ACTIVITY A>
In the piece about kitchens below, list every shortcoming the writer gives for the cramped galley kitchen in the early apartment.
ACTIVITY B>
Extend the piece about kitchens below, starting right after its last sentence.

*** Opening EXCERPT PROVIDED ***

8 Life at Home in the Twenty-First Century
9 “Death to the open floor plan”
11
The paragraph describing Matt Power’s bucolic vision of the kitchen and with your counterpoint describing the identical space as something completely different says it all. Kitchens can fit either description, both or one anywhere in between. The kitchen in my childhood home was a basic U-shape opening to a space occupied by a large dining table. It was small enough that one person could work it efficiently but large enough that you could have three or four people in there working together on a meal for a large gathering (an almost daily occurrence at our house where at the peak we were 9 sharing a 1500sqft bungalow with one bathroom and where one or more of us routinely dragged home a stray or two to join us for a meal). It, together with the attached dining space shared the role of gathering place with the living room. It served as the scene for so many of my most important memories of family and friends. We cooked and ate there. We played board and cars games on the table. We argued there, we celebrated, laughed, cried and mourned there. We watched the moon landing there on a miniature portable TV borrowed from a neighbour. It was never just Mom’s space. Certainly she did the bulk of the heavy lifting there early on but we all were pulled in to help as we grew up and became capable. Even when my Mom was the “chief cook and bottle washer”, because it had some space and was joined to the dining area, she was seldom alone there. I still view having that space to share with family and friends during my formative years as one of the great blessings of my life. On the contrary, the cramped galley kitchen of one of the early apartments I shared with my later to be wife was useless except for its very narrowly defined purpose and was only mediocre at serving that purpose. It isolated the cook (having multiple cooks was not an option in there). It was cramped and claustrophobic. Its unpleasantness bullied you into eating out or ordering food. It played no positive role in bringing the people sharing the apartment space together. There is no perfect kitchen but I would argue that one that serves its purpose as a food prep and storage space and is set up in a way to bring people together trumps one that is designed for narrow purpose almost always. If you can’t hear your TV show because of all the banging pots in the kitchen maybe turn off the “idiot box” for a bit and go join the person in the kitchen banging those pots and make a meal and memory together.

*** Closing EXCERPT PROVIDED ***
*** Opening DATA SECTION ***

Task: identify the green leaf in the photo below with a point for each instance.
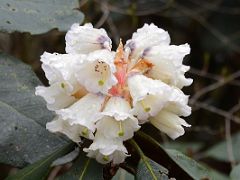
(191, 167)
(40, 169)
(185, 147)
(235, 173)
(84, 169)
(23, 136)
(219, 151)
(37, 16)
(143, 174)
(123, 175)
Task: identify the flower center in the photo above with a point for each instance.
(146, 108)
(105, 158)
(102, 72)
(85, 131)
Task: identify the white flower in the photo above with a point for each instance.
(169, 123)
(107, 150)
(84, 112)
(149, 96)
(61, 67)
(178, 103)
(57, 96)
(85, 39)
(146, 37)
(104, 95)
(167, 64)
(96, 75)
(116, 120)
(73, 132)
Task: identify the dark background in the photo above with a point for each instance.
(212, 28)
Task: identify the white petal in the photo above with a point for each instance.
(97, 73)
(116, 120)
(149, 96)
(73, 132)
(61, 67)
(178, 103)
(118, 108)
(146, 37)
(85, 39)
(169, 123)
(167, 61)
(107, 150)
(57, 95)
(111, 128)
(84, 112)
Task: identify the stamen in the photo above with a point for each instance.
(85, 131)
(100, 82)
(121, 132)
(105, 158)
(146, 109)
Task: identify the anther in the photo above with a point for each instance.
(121, 132)
(100, 82)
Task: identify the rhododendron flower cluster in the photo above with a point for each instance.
(106, 95)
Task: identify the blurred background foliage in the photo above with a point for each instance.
(211, 27)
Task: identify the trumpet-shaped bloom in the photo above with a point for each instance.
(167, 64)
(116, 121)
(86, 39)
(107, 150)
(61, 67)
(104, 95)
(57, 96)
(146, 37)
(169, 123)
(149, 96)
(73, 132)
(96, 74)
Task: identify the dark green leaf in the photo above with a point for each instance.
(40, 169)
(219, 151)
(23, 136)
(188, 165)
(123, 175)
(143, 173)
(38, 16)
(84, 169)
(235, 173)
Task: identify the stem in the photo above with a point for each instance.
(148, 138)
(144, 158)
(85, 168)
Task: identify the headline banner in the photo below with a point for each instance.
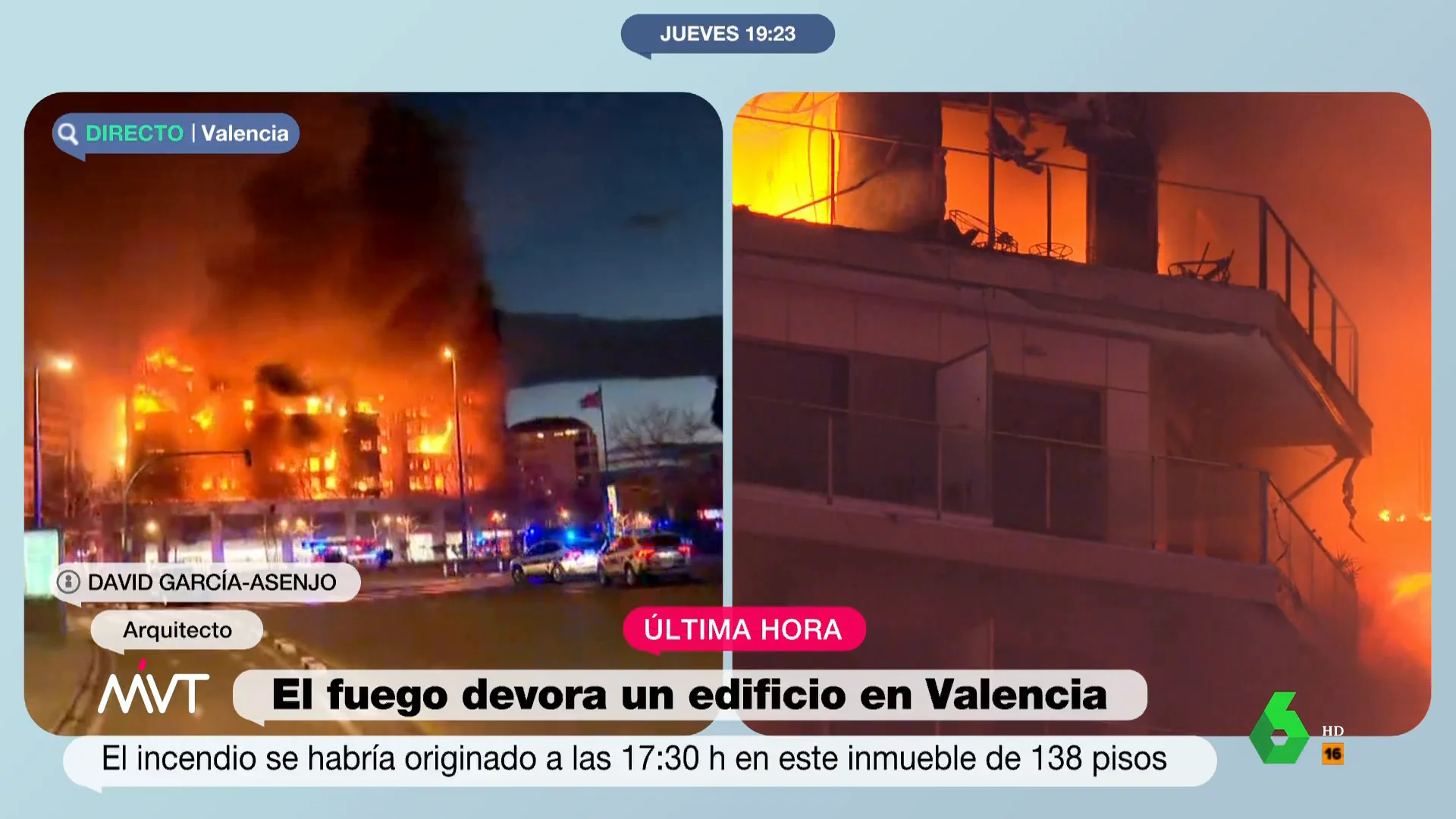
(632, 695)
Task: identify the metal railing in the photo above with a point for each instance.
(1321, 582)
(1038, 207)
(1072, 490)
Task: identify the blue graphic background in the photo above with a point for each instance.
(928, 46)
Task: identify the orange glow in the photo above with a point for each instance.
(204, 419)
(785, 167)
(436, 444)
(146, 403)
(1021, 196)
(123, 435)
(165, 359)
(1410, 586)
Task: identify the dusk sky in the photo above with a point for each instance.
(596, 205)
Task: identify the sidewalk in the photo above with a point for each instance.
(55, 670)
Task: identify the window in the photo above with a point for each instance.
(1049, 468)
(783, 400)
(791, 375)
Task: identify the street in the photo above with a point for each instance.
(472, 623)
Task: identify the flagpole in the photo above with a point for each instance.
(606, 461)
(990, 171)
(601, 409)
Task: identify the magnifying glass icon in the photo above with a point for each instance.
(67, 134)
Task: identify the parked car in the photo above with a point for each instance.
(552, 560)
(637, 558)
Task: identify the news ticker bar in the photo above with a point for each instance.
(622, 761)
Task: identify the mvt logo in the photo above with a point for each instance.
(145, 687)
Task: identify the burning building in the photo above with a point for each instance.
(302, 319)
(306, 442)
(995, 372)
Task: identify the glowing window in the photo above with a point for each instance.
(783, 155)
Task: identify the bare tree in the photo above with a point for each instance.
(653, 444)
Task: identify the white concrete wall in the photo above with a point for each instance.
(824, 318)
(816, 316)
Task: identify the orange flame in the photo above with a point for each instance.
(1410, 586)
(164, 359)
(436, 444)
(204, 419)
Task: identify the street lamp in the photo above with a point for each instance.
(146, 464)
(60, 366)
(465, 509)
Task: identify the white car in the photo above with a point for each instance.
(637, 558)
(552, 560)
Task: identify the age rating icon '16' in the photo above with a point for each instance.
(1279, 717)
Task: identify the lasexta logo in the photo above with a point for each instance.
(1279, 717)
(145, 687)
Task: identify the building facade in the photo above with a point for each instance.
(60, 435)
(1056, 449)
(555, 461)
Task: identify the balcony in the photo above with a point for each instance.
(976, 482)
(1216, 268)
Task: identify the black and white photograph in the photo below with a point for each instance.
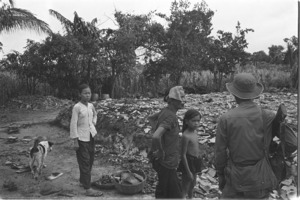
(149, 99)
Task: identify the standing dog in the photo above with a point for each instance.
(38, 154)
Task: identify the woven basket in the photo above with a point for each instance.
(131, 189)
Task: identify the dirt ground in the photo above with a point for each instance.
(61, 159)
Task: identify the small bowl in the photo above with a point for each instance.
(130, 189)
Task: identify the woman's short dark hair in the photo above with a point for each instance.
(190, 114)
(82, 87)
(166, 95)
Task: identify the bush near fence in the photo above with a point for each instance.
(271, 76)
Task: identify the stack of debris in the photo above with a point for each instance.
(125, 120)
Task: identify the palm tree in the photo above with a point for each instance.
(12, 18)
(78, 26)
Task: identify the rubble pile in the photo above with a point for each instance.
(37, 102)
(125, 121)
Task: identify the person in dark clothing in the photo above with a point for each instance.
(165, 145)
(242, 141)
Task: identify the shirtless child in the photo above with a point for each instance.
(190, 156)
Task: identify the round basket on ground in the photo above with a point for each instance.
(130, 188)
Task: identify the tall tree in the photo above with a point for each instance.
(276, 54)
(120, 45)
(226, 51)
(259, 56)
(291, 58)
(185, 40)
(12, 18)
(89, 37)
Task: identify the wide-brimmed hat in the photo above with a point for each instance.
(245, 86)
(177, 93)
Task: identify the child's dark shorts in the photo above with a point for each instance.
(195, 164)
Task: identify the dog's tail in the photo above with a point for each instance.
(34, 148)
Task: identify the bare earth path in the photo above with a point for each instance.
(61, 159)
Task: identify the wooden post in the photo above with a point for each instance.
(298, 109)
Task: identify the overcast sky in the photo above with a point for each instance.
(272, 20)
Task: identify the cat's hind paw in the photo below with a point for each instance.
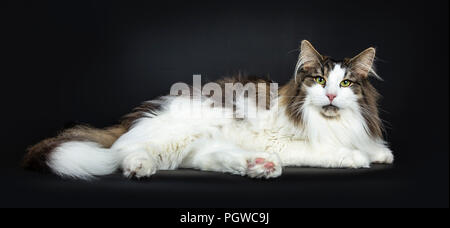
(383, 156)
(138, 166)
(268, 166)
(352, 159)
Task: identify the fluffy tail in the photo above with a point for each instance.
(80, 152)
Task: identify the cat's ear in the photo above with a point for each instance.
(362, 64)
(309, 57)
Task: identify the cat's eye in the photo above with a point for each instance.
(320, 80)
(346, 83)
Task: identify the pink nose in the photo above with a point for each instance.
(331, 97)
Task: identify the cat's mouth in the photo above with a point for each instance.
(330, 111)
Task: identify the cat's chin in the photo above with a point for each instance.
(330, 112)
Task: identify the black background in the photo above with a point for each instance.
(66, 62)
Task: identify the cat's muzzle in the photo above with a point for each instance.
(330, 111)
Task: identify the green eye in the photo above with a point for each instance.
(320, 80)
(346, 83)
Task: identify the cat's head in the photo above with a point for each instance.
(333, 87)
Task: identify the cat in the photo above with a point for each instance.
(325, 116)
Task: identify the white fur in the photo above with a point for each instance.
(83, 160)
(177, 136)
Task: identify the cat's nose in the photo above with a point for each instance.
(331, 97)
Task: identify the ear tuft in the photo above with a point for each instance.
(362, 64)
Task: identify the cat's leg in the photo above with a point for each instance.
(379, 153)
(299, 153)
(217, 156)
(139, 164)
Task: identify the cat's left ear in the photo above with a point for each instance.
(362, 64)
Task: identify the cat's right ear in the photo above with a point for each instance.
(309, 58)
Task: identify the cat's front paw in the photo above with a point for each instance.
(138, 166)
(264, 166)
(383, 156)
(355, 159)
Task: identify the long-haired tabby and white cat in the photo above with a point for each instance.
(326, 116)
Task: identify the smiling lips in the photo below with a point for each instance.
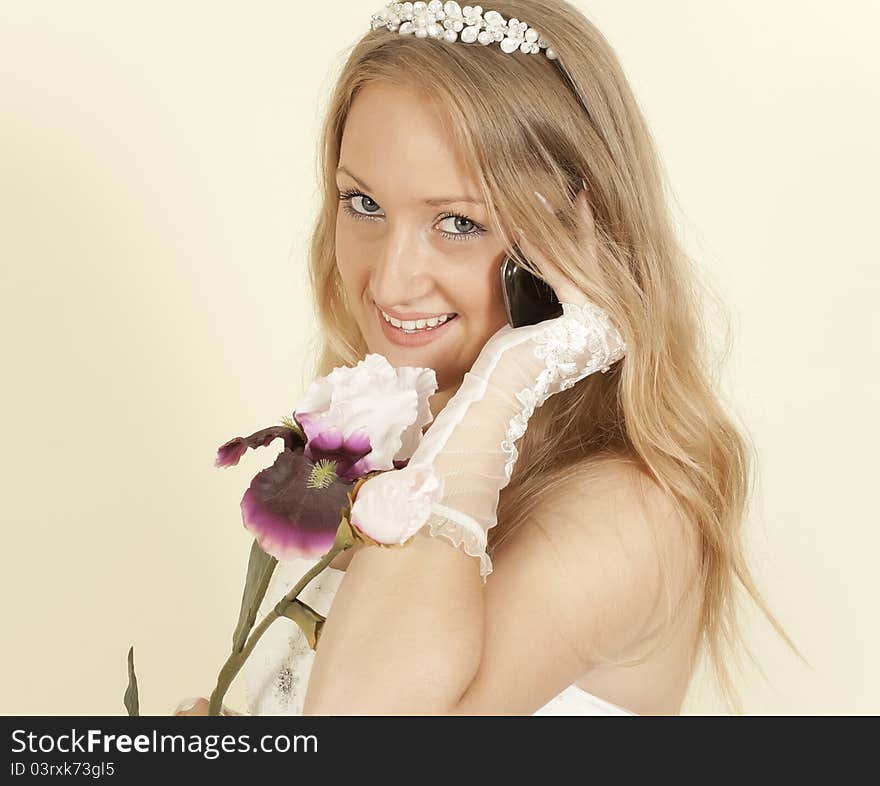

*** Closing DATA SECTION ***

REPLY A>
- It was useless except for its narrow purpose, and only mediocre at that.
- It isolated the cook, with no room for more than one.
- It was cramped and claustrophobic.
- Its unpleasantness pushed people into eating out or ordering food.
- It did nothing to bring the people sharing the apartment together.

REPLY B>
Our house is about 1650 square feet of conditioned space. It has an open kitchen/ dining/ living room of about 1000 square feet. We like the open space, but I guess not everyone does. On Christmas Eve, we'll have nine people for dinner. My wife will make most of the dinner, while everyone will crowd around the kitchen island, chatting with the cook and each other until we serve dinner at the dining table, which is in the center of the space. After dinner, we'll clear the table, piling the dishes on the kitchen counter while whoever wants coffee will make it. It's a bit messy, but after our guests leave, I'll clean up in just a few minutes. It's an efficient space.
We both cook, with each of us having certain dishes we like to make. Of the 21 meals in a week, we cook an average of at least 20.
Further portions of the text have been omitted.